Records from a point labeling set
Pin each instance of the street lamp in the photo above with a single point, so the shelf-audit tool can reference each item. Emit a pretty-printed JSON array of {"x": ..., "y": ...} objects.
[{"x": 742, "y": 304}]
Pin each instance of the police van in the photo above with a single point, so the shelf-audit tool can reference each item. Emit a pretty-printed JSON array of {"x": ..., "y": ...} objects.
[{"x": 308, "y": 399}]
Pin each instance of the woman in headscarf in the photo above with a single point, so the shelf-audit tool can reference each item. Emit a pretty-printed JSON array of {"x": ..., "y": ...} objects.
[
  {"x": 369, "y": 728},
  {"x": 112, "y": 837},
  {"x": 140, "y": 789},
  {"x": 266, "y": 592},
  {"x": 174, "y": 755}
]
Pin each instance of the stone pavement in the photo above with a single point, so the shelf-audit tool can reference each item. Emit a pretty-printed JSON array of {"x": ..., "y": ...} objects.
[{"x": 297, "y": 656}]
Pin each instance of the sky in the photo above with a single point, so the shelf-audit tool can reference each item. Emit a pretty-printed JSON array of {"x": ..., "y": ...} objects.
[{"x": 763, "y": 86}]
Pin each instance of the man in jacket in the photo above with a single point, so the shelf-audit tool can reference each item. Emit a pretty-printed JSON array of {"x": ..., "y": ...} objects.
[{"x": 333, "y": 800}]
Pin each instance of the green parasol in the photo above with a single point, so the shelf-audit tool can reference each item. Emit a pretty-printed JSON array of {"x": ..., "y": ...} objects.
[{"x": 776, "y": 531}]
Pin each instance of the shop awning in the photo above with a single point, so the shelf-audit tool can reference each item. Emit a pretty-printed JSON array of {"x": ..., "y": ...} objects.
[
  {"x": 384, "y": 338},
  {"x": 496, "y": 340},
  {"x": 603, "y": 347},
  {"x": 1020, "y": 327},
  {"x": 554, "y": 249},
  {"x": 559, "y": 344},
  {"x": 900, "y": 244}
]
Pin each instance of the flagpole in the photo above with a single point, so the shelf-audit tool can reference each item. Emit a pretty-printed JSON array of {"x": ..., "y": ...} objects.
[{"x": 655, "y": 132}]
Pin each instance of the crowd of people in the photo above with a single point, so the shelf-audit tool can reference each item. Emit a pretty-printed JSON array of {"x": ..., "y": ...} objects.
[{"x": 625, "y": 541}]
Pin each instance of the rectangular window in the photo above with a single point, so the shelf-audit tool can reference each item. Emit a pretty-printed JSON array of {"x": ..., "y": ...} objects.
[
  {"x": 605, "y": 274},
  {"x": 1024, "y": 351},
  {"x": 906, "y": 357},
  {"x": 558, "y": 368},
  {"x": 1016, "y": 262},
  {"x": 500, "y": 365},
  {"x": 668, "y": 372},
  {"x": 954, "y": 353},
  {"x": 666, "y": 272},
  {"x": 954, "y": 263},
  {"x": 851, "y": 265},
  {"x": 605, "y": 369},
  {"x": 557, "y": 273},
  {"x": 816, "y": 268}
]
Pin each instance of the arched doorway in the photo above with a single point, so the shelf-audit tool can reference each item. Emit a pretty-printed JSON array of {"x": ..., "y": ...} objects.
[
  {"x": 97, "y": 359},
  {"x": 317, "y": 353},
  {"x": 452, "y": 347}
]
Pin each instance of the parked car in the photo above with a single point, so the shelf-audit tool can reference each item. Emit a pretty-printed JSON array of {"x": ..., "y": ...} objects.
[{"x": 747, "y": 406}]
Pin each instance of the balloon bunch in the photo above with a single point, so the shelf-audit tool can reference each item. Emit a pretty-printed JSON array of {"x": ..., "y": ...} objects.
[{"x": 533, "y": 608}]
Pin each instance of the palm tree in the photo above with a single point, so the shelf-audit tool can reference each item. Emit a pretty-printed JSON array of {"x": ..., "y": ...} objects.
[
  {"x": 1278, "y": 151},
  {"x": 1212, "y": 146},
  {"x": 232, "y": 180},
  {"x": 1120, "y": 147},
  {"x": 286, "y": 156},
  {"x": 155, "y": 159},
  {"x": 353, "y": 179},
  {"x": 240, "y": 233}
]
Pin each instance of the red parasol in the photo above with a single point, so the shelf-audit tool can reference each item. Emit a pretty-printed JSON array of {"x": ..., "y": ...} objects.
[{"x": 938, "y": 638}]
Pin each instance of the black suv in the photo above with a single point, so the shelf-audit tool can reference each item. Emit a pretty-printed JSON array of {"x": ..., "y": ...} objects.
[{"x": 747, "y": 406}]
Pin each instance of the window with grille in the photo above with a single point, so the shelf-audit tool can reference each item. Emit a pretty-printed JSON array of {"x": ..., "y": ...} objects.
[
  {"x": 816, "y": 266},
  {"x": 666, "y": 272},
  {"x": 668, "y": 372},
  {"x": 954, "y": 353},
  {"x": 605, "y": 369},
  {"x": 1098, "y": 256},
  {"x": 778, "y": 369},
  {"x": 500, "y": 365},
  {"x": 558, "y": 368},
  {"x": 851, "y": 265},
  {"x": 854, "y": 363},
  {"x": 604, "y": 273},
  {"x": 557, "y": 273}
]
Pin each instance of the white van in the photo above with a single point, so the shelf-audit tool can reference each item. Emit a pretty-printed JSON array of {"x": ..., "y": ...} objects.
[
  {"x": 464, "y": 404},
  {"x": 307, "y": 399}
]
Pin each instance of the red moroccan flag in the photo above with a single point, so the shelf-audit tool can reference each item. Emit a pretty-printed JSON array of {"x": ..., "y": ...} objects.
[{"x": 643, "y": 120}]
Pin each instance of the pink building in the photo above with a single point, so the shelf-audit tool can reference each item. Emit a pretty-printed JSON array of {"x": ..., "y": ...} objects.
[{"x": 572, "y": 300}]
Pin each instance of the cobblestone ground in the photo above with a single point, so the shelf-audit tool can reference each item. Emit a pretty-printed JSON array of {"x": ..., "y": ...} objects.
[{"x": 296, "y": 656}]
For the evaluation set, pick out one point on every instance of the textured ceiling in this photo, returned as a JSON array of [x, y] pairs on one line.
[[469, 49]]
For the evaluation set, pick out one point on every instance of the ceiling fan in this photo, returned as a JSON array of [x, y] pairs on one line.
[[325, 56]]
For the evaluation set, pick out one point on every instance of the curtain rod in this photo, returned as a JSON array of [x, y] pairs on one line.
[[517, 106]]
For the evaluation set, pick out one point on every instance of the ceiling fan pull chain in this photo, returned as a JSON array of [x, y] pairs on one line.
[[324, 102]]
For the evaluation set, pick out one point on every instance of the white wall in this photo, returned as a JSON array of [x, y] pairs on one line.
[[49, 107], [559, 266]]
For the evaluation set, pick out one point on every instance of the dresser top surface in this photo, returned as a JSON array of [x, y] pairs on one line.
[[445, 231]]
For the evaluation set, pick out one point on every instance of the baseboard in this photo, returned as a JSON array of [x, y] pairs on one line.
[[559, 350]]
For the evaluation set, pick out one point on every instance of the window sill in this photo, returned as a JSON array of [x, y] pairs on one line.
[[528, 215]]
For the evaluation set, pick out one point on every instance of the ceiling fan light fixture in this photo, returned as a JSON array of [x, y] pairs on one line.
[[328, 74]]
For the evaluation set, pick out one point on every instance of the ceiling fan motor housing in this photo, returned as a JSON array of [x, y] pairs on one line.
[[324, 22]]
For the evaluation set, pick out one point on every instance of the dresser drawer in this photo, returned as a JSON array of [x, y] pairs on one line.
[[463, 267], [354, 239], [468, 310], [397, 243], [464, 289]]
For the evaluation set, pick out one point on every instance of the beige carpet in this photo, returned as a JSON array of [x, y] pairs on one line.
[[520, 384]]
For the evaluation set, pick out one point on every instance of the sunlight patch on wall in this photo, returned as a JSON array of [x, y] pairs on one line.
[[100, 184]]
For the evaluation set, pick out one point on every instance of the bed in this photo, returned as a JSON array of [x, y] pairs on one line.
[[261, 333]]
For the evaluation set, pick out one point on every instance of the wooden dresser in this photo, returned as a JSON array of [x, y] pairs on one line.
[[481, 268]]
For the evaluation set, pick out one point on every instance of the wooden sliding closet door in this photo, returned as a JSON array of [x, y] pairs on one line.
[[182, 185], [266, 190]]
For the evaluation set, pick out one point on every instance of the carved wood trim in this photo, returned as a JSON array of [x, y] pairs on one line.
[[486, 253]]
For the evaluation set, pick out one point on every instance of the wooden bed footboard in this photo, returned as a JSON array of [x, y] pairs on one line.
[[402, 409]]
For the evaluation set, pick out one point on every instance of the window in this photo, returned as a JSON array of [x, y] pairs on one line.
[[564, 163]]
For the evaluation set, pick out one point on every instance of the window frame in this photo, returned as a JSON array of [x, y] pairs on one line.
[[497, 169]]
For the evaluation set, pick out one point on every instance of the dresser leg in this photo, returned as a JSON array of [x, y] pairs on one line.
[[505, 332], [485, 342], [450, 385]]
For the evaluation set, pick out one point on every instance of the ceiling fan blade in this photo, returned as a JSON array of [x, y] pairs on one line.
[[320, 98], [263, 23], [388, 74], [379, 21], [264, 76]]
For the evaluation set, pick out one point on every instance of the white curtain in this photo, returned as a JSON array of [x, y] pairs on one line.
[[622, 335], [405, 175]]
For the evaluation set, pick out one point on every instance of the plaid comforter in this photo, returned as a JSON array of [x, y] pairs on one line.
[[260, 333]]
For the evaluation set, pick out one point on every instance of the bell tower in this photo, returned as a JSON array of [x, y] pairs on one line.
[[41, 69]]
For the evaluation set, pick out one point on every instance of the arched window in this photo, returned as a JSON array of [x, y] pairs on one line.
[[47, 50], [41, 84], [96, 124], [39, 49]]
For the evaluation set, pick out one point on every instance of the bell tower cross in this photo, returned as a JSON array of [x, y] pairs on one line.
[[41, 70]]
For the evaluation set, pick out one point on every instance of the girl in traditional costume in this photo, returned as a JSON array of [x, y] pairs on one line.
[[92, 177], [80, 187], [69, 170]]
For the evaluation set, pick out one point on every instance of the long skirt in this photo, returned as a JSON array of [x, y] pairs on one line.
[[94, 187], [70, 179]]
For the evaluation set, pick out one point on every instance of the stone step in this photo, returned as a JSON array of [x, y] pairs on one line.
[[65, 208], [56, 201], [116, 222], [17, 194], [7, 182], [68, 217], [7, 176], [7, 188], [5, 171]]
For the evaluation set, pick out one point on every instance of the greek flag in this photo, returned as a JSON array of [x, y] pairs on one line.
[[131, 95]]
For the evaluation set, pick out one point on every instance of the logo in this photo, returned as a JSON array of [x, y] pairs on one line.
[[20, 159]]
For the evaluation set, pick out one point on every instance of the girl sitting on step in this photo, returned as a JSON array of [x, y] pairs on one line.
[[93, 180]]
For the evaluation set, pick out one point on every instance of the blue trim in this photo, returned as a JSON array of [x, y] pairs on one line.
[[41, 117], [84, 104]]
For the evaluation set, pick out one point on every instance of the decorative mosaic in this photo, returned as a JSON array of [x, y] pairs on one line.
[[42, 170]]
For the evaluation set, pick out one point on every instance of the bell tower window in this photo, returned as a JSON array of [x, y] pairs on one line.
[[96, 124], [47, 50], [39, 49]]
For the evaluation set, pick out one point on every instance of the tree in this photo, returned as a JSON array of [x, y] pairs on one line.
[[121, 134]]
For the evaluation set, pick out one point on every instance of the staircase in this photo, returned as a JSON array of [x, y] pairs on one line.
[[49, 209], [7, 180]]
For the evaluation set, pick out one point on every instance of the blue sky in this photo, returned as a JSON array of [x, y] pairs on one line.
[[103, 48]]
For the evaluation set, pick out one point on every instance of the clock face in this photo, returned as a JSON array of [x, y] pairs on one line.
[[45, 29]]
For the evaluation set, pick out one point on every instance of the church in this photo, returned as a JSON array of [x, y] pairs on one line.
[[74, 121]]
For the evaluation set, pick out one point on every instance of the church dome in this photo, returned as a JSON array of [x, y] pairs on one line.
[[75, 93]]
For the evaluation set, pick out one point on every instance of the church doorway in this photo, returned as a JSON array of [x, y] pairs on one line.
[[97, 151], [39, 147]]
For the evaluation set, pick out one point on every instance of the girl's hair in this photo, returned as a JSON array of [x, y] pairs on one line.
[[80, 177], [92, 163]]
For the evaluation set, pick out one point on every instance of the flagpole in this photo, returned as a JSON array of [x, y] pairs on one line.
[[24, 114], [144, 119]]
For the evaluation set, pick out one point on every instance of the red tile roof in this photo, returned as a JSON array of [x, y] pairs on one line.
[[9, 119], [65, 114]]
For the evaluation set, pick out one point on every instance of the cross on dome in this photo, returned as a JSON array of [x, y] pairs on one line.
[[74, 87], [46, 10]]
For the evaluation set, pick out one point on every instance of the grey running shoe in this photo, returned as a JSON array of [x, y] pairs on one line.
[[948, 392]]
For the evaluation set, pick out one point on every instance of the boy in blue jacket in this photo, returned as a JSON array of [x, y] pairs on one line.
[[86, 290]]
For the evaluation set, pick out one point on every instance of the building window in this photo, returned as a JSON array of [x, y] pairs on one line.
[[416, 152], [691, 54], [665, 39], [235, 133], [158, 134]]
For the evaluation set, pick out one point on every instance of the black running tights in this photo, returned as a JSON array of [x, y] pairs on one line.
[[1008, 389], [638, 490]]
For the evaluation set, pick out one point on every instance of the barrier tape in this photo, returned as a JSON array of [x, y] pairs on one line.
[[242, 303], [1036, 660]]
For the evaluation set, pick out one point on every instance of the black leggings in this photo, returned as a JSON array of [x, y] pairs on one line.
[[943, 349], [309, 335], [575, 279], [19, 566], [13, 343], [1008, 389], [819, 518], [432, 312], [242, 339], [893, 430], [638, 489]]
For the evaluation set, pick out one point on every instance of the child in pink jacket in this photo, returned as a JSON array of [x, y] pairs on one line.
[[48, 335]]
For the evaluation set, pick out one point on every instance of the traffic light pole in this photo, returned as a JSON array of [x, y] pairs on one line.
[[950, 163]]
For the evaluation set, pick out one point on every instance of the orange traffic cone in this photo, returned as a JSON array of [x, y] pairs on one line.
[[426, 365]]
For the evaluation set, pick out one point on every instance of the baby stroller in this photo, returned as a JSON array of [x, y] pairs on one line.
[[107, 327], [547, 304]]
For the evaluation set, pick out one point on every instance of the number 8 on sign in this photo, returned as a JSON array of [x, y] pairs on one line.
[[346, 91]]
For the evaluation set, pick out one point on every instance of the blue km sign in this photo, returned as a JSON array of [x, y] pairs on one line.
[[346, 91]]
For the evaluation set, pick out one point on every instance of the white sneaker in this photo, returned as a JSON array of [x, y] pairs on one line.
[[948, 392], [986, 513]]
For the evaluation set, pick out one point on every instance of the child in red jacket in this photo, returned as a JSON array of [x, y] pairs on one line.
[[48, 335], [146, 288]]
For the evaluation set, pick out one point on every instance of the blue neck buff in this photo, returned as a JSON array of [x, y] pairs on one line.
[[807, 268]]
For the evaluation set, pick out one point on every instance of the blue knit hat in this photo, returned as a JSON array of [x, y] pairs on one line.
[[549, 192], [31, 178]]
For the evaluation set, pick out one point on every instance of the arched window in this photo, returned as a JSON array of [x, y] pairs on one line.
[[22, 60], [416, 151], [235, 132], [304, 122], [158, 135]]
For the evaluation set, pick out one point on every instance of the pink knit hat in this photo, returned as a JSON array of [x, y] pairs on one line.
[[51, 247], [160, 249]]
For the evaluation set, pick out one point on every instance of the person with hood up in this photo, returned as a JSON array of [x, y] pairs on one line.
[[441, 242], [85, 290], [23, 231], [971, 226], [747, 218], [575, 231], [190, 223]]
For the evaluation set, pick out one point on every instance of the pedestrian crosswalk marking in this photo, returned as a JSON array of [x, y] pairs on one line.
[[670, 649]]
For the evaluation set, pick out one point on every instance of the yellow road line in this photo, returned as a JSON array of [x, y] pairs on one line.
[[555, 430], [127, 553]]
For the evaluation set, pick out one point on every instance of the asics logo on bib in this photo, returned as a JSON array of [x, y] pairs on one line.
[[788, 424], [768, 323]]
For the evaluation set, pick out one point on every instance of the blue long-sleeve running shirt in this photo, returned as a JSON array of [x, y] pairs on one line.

EXERCISE DETAILS — Copy only the stretch running from the line containing "of the person" to the final line of the entries, both ends included, exactly as it stands.

TASK RESPONSE —
For the evaluation set, pick out one point on every instance of the person with hood up in this photo, returned as a JSON array of [x, y] pairs on one line.
[[441, 242], [85, 290], [23, 231], [971, 226], [747, 218], [575, 231], [190, 223]]
For the evaluation set, pick out one point on every instance of the pedestrian crosswalk marking in this photo, returned as a JSON array of [x, y] pairs on one line.
[[670, 649]]
For the evaluation set, pick out one point on every instance of the yellow road line in this photo, returned as a JSON array of [x, y] pairs on one line.
[[555, 430], [127, 553]]
For the evaluation set, pick out one point on every instance of the asics logo on bib in this photo, returned as a JSON array of [x, y] pairs on one line.
[[788, 424], [768, 323]]
For the evaluation set, pick out one point on every instance of the blue long-sleeve running shirt in this photo, returned as a JSON array of [x, y] pairs on one line.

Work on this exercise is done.